* Begin *
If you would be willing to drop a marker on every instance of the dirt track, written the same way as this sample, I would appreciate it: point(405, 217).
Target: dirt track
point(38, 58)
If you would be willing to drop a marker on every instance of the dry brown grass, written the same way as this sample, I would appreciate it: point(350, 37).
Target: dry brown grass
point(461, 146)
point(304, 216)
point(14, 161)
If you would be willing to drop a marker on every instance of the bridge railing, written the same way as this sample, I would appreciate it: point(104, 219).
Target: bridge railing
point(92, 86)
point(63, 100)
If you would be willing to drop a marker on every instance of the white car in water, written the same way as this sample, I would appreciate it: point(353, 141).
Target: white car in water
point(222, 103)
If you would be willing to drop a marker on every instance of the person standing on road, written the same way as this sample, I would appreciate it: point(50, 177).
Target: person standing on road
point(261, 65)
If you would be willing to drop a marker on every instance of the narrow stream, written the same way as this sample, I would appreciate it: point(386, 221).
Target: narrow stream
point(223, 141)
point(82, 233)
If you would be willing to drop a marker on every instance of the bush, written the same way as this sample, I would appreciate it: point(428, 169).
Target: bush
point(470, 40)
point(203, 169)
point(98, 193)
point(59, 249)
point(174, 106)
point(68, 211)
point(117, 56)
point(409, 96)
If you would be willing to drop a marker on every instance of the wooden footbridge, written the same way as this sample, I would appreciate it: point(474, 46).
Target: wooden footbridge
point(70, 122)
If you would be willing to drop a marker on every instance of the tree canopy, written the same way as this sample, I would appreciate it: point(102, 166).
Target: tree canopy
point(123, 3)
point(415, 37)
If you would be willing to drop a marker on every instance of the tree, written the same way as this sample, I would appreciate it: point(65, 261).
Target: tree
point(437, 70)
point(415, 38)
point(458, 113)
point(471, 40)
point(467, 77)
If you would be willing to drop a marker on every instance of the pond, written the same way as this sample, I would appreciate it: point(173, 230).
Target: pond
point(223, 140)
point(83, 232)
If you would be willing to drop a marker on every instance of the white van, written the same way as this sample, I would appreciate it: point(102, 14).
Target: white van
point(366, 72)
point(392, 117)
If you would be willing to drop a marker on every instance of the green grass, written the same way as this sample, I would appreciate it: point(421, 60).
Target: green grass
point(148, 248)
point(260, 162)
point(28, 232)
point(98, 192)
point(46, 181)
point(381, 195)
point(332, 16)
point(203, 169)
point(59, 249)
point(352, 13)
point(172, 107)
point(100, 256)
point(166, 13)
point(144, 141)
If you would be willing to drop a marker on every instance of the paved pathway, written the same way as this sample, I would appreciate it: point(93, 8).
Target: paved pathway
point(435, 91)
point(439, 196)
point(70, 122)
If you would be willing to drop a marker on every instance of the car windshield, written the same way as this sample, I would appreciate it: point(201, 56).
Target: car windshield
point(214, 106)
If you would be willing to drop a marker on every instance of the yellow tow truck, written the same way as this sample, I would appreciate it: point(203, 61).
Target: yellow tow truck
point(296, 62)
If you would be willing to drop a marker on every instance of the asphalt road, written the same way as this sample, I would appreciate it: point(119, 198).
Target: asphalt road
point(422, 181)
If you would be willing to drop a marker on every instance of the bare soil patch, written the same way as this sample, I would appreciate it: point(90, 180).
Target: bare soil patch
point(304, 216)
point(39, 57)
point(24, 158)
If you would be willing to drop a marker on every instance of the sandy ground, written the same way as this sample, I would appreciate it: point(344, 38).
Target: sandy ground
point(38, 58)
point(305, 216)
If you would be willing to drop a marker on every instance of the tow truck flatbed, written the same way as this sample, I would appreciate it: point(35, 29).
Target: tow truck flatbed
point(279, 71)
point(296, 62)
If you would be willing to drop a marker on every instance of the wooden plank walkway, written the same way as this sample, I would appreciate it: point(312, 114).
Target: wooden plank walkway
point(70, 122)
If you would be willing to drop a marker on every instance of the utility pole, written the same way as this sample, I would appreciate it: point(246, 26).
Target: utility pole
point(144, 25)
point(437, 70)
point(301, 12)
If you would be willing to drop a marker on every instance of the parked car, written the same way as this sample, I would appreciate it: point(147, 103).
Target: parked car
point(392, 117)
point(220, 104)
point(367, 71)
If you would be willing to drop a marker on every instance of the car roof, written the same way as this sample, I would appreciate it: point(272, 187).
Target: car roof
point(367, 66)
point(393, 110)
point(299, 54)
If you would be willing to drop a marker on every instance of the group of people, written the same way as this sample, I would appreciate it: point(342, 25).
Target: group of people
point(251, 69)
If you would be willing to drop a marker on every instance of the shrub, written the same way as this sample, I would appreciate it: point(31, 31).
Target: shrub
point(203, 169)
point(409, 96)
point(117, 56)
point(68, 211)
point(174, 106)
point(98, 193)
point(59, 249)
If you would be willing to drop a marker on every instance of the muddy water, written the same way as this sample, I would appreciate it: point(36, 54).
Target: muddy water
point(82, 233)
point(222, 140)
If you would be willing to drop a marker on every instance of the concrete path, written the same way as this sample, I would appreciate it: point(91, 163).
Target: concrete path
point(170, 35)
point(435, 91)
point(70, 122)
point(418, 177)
* End *
Task to complete:
Reproduce the lines above without changing a single character, covering every one of the records.

Answer:
If you would be willing to drop a marker on every instance of the dirt track, written the same way as this sample, I would appreciate it: point(405, 217).
Target: dirt track
point(38, 58)
If you would be willing to drop a marker on every instance of the dry brown grass, written the same way as this sample, I would appreciate it: point(350, 37).
Target: dry brown grass
point(461, 146)
point(304, 216)
point(14, 161)
If you would be willing to drop a marker on every instance of the bridge railing, written the same way as this sample, I would appreciate it: point(104, 219).
Target: bridge railing
point(92, 86)
point(63, 100)
If you would be willing to drop a marker on every instance of the white car in water, written the same way as this sample, I would appreciate it: point(353, 141).
Target: white car in water
point(222, 103)
If you would be willing to drop a marker on every instance of the person standing on road, written the same way as this sample, I would appreciate it: point(50, 177).
Target: person standing on road
point(261, 65)
If you would be willing to drop a marker on every instance of the narrow stream, written the same way as this sample, I would appreciate it: point(386, 221).
Target: narrow stream
point(223, 141)
point(82, 233)
If you would be willing to drop a marker on every instance of the bush, written the same way as this sample, I would appreciate it: point(428, 169).
Target: bush
point(470, 40)
point(203, 169)
point(98, 193)
point(59, 249)
point(174, 106)
point(68, 211)
point(117, 56)
point(409, 96)
If you would be willing to drop a marker on every instance of the wooden footbridge, written the same way as this sample, I would appreciate it: point(474, 46).
Target: wooden footbridge
point(70, 122)
If you would be willing to drop a marker on every instance of the tree canopy, written the same way as this sample, I would appreciate it: point(102, 166).
Target: tree canopy
point(123, 3)
point(415, 37)
If you would be willing to drop a marker on every instance of the tree, written the same way as this sample, I would appreciate it: point(65, 261).
Target: tree
point(437, 70)
point(415, 38)
point(458, 113)
point(471, 40)
point(467, 77)
If you would be willing to drop a marker on every instance of the pond, written the same way as this sample, I would appreciate it: point(173, 230).
Target: pond
point(223, 140)
point(83, 232)
If you would be willing to drop a marker on every instance of the white van, written the same way as this sample, I would appreciate it: point(102, 14).
Target: white van
point(366, 72)
point(392, 117)
If you would be willing to drop a marker on every instance of the green grass, written the same way as this sample, I would appreciate it: point(421, 60).
Target: green grass
point(148, 248)
point(260, 162)
point(28, 232)
point(98, 192)
point(46, 181)
point(381, 195)
point(332, 16)
point(203, 169)
point(59, 249)
point(352, 13)
point(172, 107)
point(100, 256)
point(166, 13)
point(144, 141)
If you would be willing to drop a marker on every instance of the paved pathway, written the same way as this sample, I would appreciate it: point(93, 8).
Target: paved pathway
point(435, 91)
point(439, 196)
point(70, 122)
If you would be willing to drop a marker on every instance of the car windshield, written the same way as this sample, I would appreciate it: point(201, 56).
Target: car windshield
point(214, 106)
If you would be willing to drop a marker on every instance of the yellow tow truck, written the same way as this sample, I would appreciate it: point(203, 61).
Target: yellow tow truck
point(296, 62)
If you would be willing to drop a marker on every instance of the asphalt road, written the same way as this sample, I would appreciate it: point(119, 198).
Target: asphalt road
point(422, 181)
If you would be willing to drop a marker on every instance of the bare soil patch, written the same way as this sample, I would appreciate it: point(90, 180).
Target: bare soil patch
point(304, 216)
point(39, 57)
point(24, 158)
If you would be willing to drop a marker on every instance of the sandy ground, written the same way as this sample, I would appreciate it: point(344, 38).
Target: sandy ground
point(38, 58)
point(305, 216)
If you would be willing to drop a marker on every instance of the tow truck flatbed, written the same way as this sample, I would appreciate it: point(35, 29).
Target: tow truck flatbed
point(279, 71)
point(296, 62)
If you would be willing to drop a marker on every instance of the wooden plank walkway, written the same way as this sample, I would appreciate it: point(312, 114).
Target: wooden plank walkway
point(70, 122)
If you would be willing to drop a marker on every instance of the utility pole, written the same way as this sample, I would appreciate it: point(246, 26).
Target: utility pole
point(144, 25)
point(437, 70)
point(301, 12)
If you would be willing to drop a marker on every instance of the parked car, written the same way as this sample, I would appreciate it: point(147, 103).
Target: parked car
point(392, 117)
point(220, 104)
point(367, 71)
If you would be willing to drop a marker on every instance of the car roof, written the same way as this sample, I would appreciate it: point(272, 187).
Target: car roof
point(367, 66)
point(393, 110)
point(299, 54)
If you would be willing to drop a marker on every instance of the group of people, written the same way as this sample, I would appreciate it: point(342, 25).
Target: group of people
point(251, 69)
If you would be willing to drop a marker on every instance of the shrub, written the same way as this sample, I would appreciate it: point(31, 31).
Target: shrub
point(203, 169)
point(409, 96)
point(117, 56)
point(68, 211)
point(174, 106)
point(98, 193)
point(59, 249)
If you would be willing to drop a marker on every instance of the muddy water, written the same way as this sample, I would appreciate it: point(36, 54).
Target: muddy water
point(82, 233)
point(222, 140)
If you would be willing to drop a marker on every instance of the concrete path, written the same way as this sample, I would appreciate it: point(91, 163).
Target: concrete path
point(170, 35)
point(435, 91)
point(70, 122)
point(418, 177)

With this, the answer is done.